Start of DATA SUPPLIED

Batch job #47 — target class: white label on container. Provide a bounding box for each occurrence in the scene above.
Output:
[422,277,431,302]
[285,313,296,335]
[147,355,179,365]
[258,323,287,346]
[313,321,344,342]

End of DATA SUPPLIED

> WRITTEN PROBLEM
Find each line in the records above that contains the word "Provide", and copy every such line in full.

> PROBLEM SOLUTION
Batch job #47 — target class: white label on container. Provide a bounding box for each occurrence in the scene above.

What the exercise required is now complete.